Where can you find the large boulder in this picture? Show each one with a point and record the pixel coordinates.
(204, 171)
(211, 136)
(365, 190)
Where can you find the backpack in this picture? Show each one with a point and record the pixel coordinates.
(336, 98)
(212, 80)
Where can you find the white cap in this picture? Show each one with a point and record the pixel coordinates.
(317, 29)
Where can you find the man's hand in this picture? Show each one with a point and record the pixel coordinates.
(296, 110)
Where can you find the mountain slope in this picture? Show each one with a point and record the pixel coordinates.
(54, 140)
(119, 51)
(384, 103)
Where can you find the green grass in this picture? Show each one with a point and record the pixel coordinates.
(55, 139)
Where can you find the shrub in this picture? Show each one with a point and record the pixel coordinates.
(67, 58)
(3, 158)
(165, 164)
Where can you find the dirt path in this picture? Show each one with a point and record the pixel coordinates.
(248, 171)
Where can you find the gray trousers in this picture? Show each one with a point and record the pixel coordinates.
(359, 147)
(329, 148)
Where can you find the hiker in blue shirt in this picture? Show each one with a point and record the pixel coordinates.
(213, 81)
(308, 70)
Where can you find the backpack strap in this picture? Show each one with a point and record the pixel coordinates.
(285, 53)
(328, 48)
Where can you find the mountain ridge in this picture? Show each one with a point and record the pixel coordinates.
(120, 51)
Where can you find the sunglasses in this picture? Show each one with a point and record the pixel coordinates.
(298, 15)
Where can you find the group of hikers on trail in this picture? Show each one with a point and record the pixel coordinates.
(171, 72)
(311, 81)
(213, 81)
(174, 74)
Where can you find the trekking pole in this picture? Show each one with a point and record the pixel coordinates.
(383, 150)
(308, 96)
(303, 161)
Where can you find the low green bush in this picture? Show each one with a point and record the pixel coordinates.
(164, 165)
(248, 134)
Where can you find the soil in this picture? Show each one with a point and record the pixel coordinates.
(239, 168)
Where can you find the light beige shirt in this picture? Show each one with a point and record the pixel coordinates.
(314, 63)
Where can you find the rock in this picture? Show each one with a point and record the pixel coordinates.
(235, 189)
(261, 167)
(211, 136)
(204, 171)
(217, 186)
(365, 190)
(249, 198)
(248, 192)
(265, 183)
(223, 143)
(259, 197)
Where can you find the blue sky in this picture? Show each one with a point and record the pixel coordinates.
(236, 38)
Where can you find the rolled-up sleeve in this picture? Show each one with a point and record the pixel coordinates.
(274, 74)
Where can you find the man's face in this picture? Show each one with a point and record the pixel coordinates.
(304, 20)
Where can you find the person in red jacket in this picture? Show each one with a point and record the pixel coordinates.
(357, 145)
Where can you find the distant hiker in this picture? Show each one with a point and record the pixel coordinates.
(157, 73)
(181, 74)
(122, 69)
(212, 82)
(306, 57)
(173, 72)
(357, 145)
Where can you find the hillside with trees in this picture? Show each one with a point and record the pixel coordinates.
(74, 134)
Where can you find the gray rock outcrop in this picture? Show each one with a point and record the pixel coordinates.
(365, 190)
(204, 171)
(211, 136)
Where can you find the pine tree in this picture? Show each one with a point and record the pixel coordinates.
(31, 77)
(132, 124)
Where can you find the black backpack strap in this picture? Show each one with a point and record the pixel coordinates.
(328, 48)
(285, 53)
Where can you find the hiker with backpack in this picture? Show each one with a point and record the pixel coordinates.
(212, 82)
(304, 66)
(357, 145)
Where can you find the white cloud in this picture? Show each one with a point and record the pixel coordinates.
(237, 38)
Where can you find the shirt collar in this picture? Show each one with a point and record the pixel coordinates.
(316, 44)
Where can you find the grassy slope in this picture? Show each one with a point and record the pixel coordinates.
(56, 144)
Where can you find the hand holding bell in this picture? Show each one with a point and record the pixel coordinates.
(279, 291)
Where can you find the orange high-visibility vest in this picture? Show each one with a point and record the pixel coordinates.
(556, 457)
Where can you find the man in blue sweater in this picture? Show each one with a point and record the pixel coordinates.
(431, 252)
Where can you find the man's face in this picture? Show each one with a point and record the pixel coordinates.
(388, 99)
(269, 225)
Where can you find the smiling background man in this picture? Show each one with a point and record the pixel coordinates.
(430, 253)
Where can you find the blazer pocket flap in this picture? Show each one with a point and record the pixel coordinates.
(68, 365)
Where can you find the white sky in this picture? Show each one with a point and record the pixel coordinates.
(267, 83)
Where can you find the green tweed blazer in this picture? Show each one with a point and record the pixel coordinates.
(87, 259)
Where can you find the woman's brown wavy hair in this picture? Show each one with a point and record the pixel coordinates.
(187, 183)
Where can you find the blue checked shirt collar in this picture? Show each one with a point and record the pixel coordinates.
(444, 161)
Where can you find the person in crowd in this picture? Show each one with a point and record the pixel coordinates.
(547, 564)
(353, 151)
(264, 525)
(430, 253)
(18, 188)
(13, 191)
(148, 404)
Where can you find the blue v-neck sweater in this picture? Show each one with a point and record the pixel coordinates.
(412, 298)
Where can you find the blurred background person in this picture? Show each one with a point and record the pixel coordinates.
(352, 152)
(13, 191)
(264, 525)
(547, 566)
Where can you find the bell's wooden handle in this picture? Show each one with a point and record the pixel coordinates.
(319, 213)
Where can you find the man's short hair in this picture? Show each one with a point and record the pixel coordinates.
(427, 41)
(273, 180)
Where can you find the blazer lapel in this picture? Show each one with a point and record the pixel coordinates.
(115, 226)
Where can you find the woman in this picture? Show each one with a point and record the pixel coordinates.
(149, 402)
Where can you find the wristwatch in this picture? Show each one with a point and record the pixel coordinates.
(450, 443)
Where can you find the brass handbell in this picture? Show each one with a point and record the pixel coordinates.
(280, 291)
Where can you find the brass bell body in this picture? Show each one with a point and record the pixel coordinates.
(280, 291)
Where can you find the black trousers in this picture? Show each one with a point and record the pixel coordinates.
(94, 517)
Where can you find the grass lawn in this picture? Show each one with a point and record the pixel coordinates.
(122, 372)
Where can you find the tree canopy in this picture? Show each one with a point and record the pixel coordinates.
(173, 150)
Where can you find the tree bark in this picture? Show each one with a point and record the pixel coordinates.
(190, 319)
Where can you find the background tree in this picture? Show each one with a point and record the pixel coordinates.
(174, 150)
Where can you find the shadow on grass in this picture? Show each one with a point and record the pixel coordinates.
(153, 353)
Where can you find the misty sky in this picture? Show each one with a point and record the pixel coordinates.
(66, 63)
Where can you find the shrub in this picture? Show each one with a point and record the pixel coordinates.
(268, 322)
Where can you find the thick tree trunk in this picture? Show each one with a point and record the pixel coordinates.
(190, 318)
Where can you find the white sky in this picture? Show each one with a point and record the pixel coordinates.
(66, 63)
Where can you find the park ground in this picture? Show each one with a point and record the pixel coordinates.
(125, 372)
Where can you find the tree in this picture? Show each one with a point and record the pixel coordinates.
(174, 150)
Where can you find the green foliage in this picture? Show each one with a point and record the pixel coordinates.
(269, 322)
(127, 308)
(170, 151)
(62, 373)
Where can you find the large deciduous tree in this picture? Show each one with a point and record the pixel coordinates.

·····

INSTRUCTIONS FOR THE TASK ▸
Type the entries out again so that they match exactly.

OUTPUT BELOW ▸
Where can you find the large boulder in this picture? Show each one with a point and record the pixel coordinates.
(204, 171)
(211, 136)
(365, 190)
Where can you find the backpack in this picture? Show each one with a point and record the pixel coordinates.
(336, 98)
(212, 80)
Where can you find the white cap in this picture? Show each one with a point and record the pixel coordinates.
(317, 29)
Where can you find the man's hand in this picture? Show each one with a point and record the pixel coordinates.
(296, 110)
Where can you find the mountain slope in this picture? Show each one with a point and record the pixel coordinates.
(54, 140)
(119, 51)
(384, 103)
Where can you find the green grass in this picture? Show each one with a point and record the pixel coordinates.
(55, 139)
Where can you find the shrub in this picture? Show each one with a point and record the pixel coordinates.
(67, 58)
(3, 158)
(165, 164)
Where can you find the dirt path in this picture? Show each one with a point and record the pixel coordinates.
(248, 171)
Where can you find the gray trousers in this picture? Show each one with a point and record the pixel coordinates.
(359, 147)
(329, 148)
Where can you find the hiker in blue shirt in this picture? Show each one with a point and record the pixel coordinates.
(213, 81)
(308, 70)
Where can you find the backpack strap in this picture? Show each one with a point and record the pixel coordinates.
(285, 53)
(328, 48)
Where can you find the mountain ridge in this picture? Show each one with a point and record the pixel coordinates.
(120, 51)
Where can you find the sunglasses in this picture? Show each one with a point and record the pixel coordinates.
(298, 15)
Where can you find the group of hikers on trail in this picture? Show each one with a point and record the pixel coordinates.
(171, 72)
(311, 81)
(213, 81)
(174, 74)
Where can you find the trekking pole in this picture? Show each one with a point and record the pixel coordinates.
(383, 150)
(308, 96)
(303, 161)
Where can you find the low green bush in this picture? Show each one with a point and record the pixel coordinates.
(164, 165)
(248, 134)
Where can you find the soil in this picture? Show each one with a point and record the pixel coordinates.
(239, 168)
Where can you find the light beige shirt in this picture? Show each one with a point and record the pixel coordinates.
(314, 63)
Where can you find the rock in this picture? Show each one with a point and record the pixel coordinates.
(235, 189)
(261, 167)
(211, 136)
(204, 171)
(217, 186)
(365, 190)
(249, 198)
(248, 192)
(265, 183)
(223, 143)
(259, 197)
Where can you find the blue sky in this picture? Show each one with a point and record the pixel coordinates.
(236, 38)
Where can you find the rolled-up sleeve in this picture? Show each one with a point and record the pixel coordinates.
(274, 74)
Where can you find the man's face in this picture? Show each one with a point and record the pixel coordinates.
(304, 20)
Where can you find the person in red jacket in this picture? Show each one with a point and record the pixel coordinates.
(357, 145)
Where can you find the distant hiker in this picture? Show each one with a point and record the pixel coordinates.
(157, 73)
(181, 74)
(122, 69)
(212, 82)
(306, 57)
(173, 72)
(357, 145)
Where can you find the hillside with trees in this picture? Show each one with a point and record the pixel coordinates.
(74, 134)
Where can you find the gray rock outcrop in this picture? Show each one with a point and record the pixel coordinates.
(365, 190)
(204, 171)
(211, 136)
Where can you find the pine tree in this picture? Show each one with a point and record the pixel coordinates.
(31, 77)
(132, 124)
Where can you find the black backpack strap in this picture? Show each one with a point and record the pixel coordinates.
(328, 48)
(285, 53)
Where can you find the hiker with backpack in this picture? Show each one with a point and record the pixel coordinates.
(212, 82)
(304, 66)
(357, 145)
Where can you find the white cloud in this picture? Show each one with a point and record the pixel coordinates.
(237, 38)
Where can you find the shirt collar in this picture? Show each one with a point and record the pixel coordinates.
(316, 44)
Where can you find the grassy slope in this picture? Show each one with a point and record the pixel coordinates.
(56, 144)
Where can you find the hand holding bell in this picture? Show each one with a point and record the pixel coordinates.
(279, 291)
Where can you find the orange high-visibility vest in this picture? Show each one with a point and record the pixel coordinates.
(556, 457)
Where can you find the man in blue sweater in this picture? Show each one with a point and record the pixel coordinates.
(431, 252)
Where can you find the man's face in this picture? Show each one with a point and record the pixel coordinates.
(388, 99)
(269, 225)
Where can you find the smiling background man in this picture? Show each one with a point and record the pixel coordinates.
(430, 253)
Where can you find the blazer pocket flap in this picture? Show each one with a point and record the pixel coordinates.
(68, 365)
Where can you find the white sky in this picture? Show each one with a point and record the pixel coordinates.
(267, 83)
Where can you find the green tweed blazer in this picture? Show each one with a point and record the pixel coordinates.
(87, 259)
Where can you find the woman's brown wavy hair in this picture? Show each one with a point and record the pixel coordinates.
(187, 183)
Where can you find the blue checked shirt collar in this picture? Show each one with a point and record the pixel coordinates.
(444, 161)
Where can you find the person in crowd in this picture? Show each one with a point and record the pixel coordinates.
(547, 564)
(353, 151)
(264, 525)
(430, 253)
(18, 188)
(13, 191)
(148, 404)
Where can you find the blue v-neck sweater in this picture? Show each one with a point and record the pixel coordinates.
(412, 298)
Where can you find the blurred background person in this picture? Show each one with a point and record the pixel coordinates.
(352, 152)
(13, 191)
(264, 525)
(547, 566)
Where can you find the bell's wooden handle in this picture? Show each one with a point and record the pixel coordinates.
(319, 213)
Where can you find the man's short hair in this picture? Show each one with a point and record the pixel coordinates.
(427, 41)
(273, 180)
Where can you find the blazer lapel in this picture? Show each one with a point and record the pixel coordinates.
(115, 226)
Where can you find the woman in this picture? Show each one with a point and record the pixel coordinates.
(149, 402)
Where can you find the wristwatch in this picture? Show each one with a point and record the pixel coordinates.
(450, 443)
Where can you find the brass handbell in this picture? Show each one with a point and record the pixel coordinates.
(280, 291)
Where can you find the brass bell body in this picture? Show each one with a point and record the pixel coordinates.
(280, 291)
Where can you find the black trousers in this picture? Show each one with a point and record the pixel coordinates.
(94, 517)
Where can you find the grass lawn in this picture? Show each one with a point and record the pixel coordinates.
(122, 372)
Where can you find the tree canopy in this picture? Show each one with a point and record the pixel coordinates.
(173, 150)
Where can you find the tree bark in this picture? Show each one with a point and record the pixel coordinates.
(190, 319)
Where can you find the background tree in this picture? Show each one with a point and record the pixel coordinates.
(174, 150)
Where can you find the shadow on grass in this picture? Show each one with a point and record the pixel coordinates.
(153, 353)
Where can you find the misty sky in this picture? Show each one with a point and record the pixel coordinates.
(66, 63)
Where can you find the shrub in this picture? Show each one with a point and record the pixel coordinates.
(268, 322)
Where can you find the thick tree trunk in this picture? Show each one with a point and record the pixel coordinates.
(190, 318)
Where can you find the white sky in this picture? Show each one with a point and record the pixel coordinates.
(66, 63)
Where can you find the park ground in this picture? Show each one with a point and record the pixel coordinates.
(125, 372)
Where can you find the tree in this picture? Show each one with a point and record the pixel coordinates.
(174, 150)
Where can you find the green foliage in this picture? Show each one with a point and record the pixel coordinates.
(269, 322)
(127, 308)
(170, 151)
(62, 373)
Where can you find the large deciduous tree in this picture? Show each one with a point and record the pixel coordinates.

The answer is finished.